Document section →
If a kid is already washing his hands well, adding sanitizer in school doesn't appear to help reduce illnesses and absences.
Juanmonino/iStockphoto
If a kid is already washing his hands well, adding sanitizer in school doesn't appear to help reduce illnesses and absences.

Schools can be a great breeding ground for colds, stomach viruses, the flu and other bugs kids (and their parents) would rather not get.

Researchers wanted to know whether the transmission of those baddies could be reduced by telling elementary school children to use hand sanitizer in addition to the usual hand washing. But their study, conducted in 68 primary schools in New Zealand, found putting sanitizer in classrooms might not be worth the money and effort in higher-income countries, where soap and clean water are readily available.

Half the schools were randomly assigned to get the sanitizer. In those schools, the kids had a 30-minute educational session on hand hygiene and were also told to use the hand sanitizer dispensers after coughing or sneezing and when they left the classroom for recess or lunch. (The active ingredient in the hand sanitizer was plain old alcohol, not the antibacterial triclosan, which is controversial for its potential to create antibiotic-resistant bacteria.) Kids in the other schools just got the session on hand hygiene.

After the 20-week study was over, the researchers followed up with caregivers of a randomly selected sample of 2,443 students. The absence rates due to illness in the sanitizer and nonsanitizer groups were similar. Nor was there a difference in absence rates due to a specific illness, say, a gastrointestinal bug. And the family members of those kids in the soap-only group didn't get sick more often either.

Dataset section →
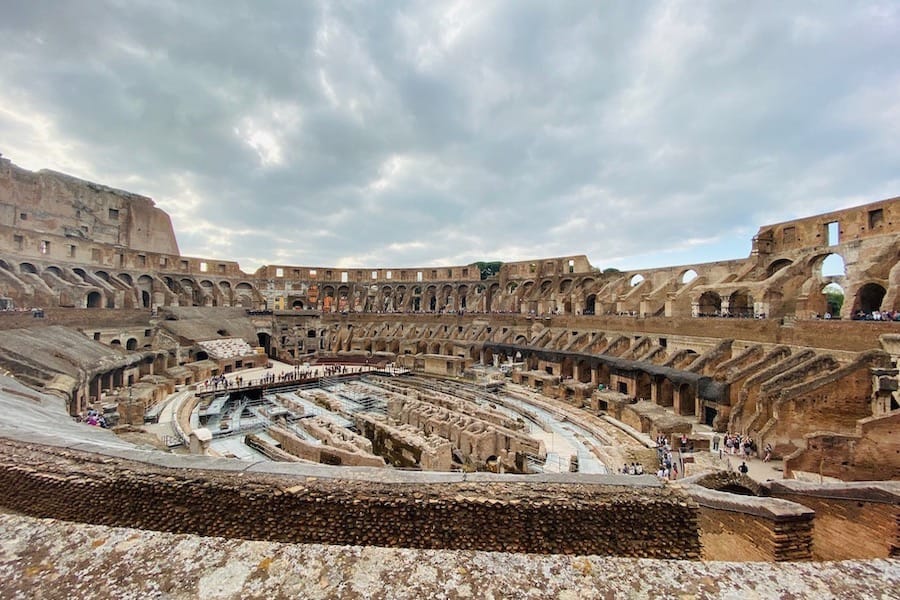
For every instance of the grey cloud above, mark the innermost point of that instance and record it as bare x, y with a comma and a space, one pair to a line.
513, 129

Work order 1 → In the hand sanitizer article, how many primary schools took part in the study?
Work order 2 → Please extend the article on the school hand sanitizer study, picking up after its final sentence.

Reply 1 → 68 primary schools in New Zealand.

Reply 2 →
The study was conducted in 2009 and began right before the H1N1 flu pandemic began. So the researchers cautioned that kids might have been more careful about hand hygiene in general, thanks to public health efforts aimed at curtailing the spread of the flu. Still, they conclude that this study and others conducted in high-income countries "show that the addition of hand sanitizer to existing hand hygiene facilities does not result in important benefits."

But Dr. Aaron Glatt, executive vice president at Mercy Medical Center in Rockville Centre, N.Y., and a spokesman for the Infectious Diseases Society of America, emphasizes that this doesn't mean there's any harm in using alcohol-based hand sanitizers in schools. It's only that they don't seem to help much there. (Of course, this research can't say anything about the effectiveness of sanitizers in other settings, like the hospital.)

But Glatt notes that schools, like the workplace or other places where people gather together in close proximity, are "absolutely" sites of disease transmission. So whether or not a kid uses sanitizer, basic hand hygiene is essential to cutting back on those sick days.

The findings appear in PLoS Medicine.